>> START

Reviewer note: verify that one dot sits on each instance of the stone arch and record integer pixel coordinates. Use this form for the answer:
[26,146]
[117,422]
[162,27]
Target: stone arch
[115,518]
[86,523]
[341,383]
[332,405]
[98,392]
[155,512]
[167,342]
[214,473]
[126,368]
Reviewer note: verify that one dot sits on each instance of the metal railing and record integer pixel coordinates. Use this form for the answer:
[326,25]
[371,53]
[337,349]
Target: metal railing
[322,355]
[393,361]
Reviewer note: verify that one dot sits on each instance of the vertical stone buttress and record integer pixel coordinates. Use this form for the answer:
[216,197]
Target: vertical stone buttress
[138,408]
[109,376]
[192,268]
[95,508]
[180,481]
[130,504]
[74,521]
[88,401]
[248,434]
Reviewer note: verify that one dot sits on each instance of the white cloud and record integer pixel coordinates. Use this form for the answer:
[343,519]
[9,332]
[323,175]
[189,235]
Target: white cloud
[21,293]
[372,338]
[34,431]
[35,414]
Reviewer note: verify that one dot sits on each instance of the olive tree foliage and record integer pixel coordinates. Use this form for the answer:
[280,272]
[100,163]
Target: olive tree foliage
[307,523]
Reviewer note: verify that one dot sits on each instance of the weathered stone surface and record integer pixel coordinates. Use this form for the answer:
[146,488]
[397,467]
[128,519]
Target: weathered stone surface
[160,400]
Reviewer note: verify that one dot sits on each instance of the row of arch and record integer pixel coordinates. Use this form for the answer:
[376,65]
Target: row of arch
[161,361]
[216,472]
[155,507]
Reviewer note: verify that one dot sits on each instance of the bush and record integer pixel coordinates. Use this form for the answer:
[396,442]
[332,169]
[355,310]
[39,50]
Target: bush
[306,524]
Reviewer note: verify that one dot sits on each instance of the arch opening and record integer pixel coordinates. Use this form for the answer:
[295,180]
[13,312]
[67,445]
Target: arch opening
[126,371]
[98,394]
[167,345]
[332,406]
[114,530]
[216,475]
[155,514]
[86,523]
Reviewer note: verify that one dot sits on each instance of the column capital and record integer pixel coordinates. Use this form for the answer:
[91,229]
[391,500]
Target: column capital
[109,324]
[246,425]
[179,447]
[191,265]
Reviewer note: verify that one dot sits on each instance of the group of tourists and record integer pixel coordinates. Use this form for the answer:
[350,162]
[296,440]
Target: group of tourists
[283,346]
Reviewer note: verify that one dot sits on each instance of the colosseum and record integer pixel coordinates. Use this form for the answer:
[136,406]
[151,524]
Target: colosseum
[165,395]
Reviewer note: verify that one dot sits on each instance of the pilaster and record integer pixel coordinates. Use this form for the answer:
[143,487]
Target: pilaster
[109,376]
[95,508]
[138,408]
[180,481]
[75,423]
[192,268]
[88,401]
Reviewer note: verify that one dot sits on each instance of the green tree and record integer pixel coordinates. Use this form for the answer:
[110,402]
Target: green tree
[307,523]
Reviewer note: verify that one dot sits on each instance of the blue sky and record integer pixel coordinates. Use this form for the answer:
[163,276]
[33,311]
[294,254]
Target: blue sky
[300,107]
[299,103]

>> END

> Problem requirements:
Copy every entry above word for word, keeping each line unchanged and in its original order.

> Right answer:
Reviewer note: verify that one dot sits on each instance of the stone arch and record integer pixel coordinates. Use this form for the answer:
[26,146]
[117,422]
[162,27]
Target: stone arch
[115,518]
[86,523]
[341,383]
[332,405]
[98,392]
[155,512]
[167,342]
[214,473]
[126,368]
Reviewer note: verify that one dot sits on each instance of the metal railing and record integer pixel coordinates. Use this form for the answer:
[326,25]
[371,53]
[337,349]
Target: metal railing
[322,355]
[393,361]
Reviewer note: verify that one dot sits on each instance of the vertical stone buttress and record integer pixel coordinates. Use this form for the answer:
[216,197]
Target: vertical stone buttress
[138,408]
[109,376]
[192,268]
[95,508]
[180,481]
[130,504]
[74,521]
[88,401]
[248,434]
Reviewer note: verify that one dot sits on each instance of the white cloud and record integer pixel coordinates. Use this form for the answer:
[343,519]
[9,332]
[323,175]
[189,235]
Target: white cloud
[21,293]
[372,338]
[34,431]
[35,414]
Reviewer note: verify that one dot sits on each instance of the olive tree foliage and record integer pixel coordinates. Use this form for the answer:
[280,272]
[100,163]
Target: olive tree foliage
[307,523]
Reviewer note: verify that one dot sits on each instance of the weathered stone surface and record integer pixel coordinates. Use this form for the answer:
[146,488]
[397,467]
[128,519]
Target: weathered stone surface
[160,400]
Reviewer note: verify that one dot sits on each instance of the row of arch and record integer pixel coordinates. Use this form for the answer:
[376,65]
Target: row of arch
[161,361]
[216,472]
[155,507]
Reviewer note: verify that one dot sits on each instance of the bush and record integer pixel coordinates. Use this form for the answer:
[396,442]
[332,169]
[355,310]
[39,50]
Target: bush
[306,524]
Reviewer note: verify that one dot sits on each instance of the arch opening and record integer pixel coordinates. Use this form for the answer:
[295,180]
[13,312]
[67,445]
Target: arch opening
[126,371]
[98,394]
[167,345]
[332,406]
[114,530]
[216,475]
[155,514]
[86,523]
Reviewer note: verify that one dot sits on each instance of the column capital and record integer pixel coordinates. Use this form for the answer:
[91,229]
[391,500]
Target: column capital
[109,324]
[246,425]
[179,447]
[191,265]
Reviewer note: verify that one dot sits on each instance of the group of tourists and record integer pixel coordinates. Use this form for the answer:
[350,162]
[296,440]
Target: group of tourists
[283,346]
Reviewer note: verify that one dot sits on each instance of the colosseum and record integer pixel coordinates. Use this form for the answer:
[136,406]
[151,524]
Target: colosseum
[165,395]
Reviewer note: verify that one dot sits on each instance of the pilaster and record integer pixel coordinates. Use this form for the answer:
[143,487]
Target: pilaster
[109,376]
[95,508]
[138,408]
[180,481]
[75,423]
[192,268]
[88,401]
Reviewer note: verify that one dot sits on each instance of the green tree and record integer pixel coordinates. Use this form for the answer:
[110,402]
Target: green tree
[307,523]
Reviewer note: verify that one dot sits on each instance of the blue sky and record integer pixel coordinates. Use this form for the answer:
[163,276]
[33,311]
[294,254]
Target: blue sky
[300,107]
[299,103]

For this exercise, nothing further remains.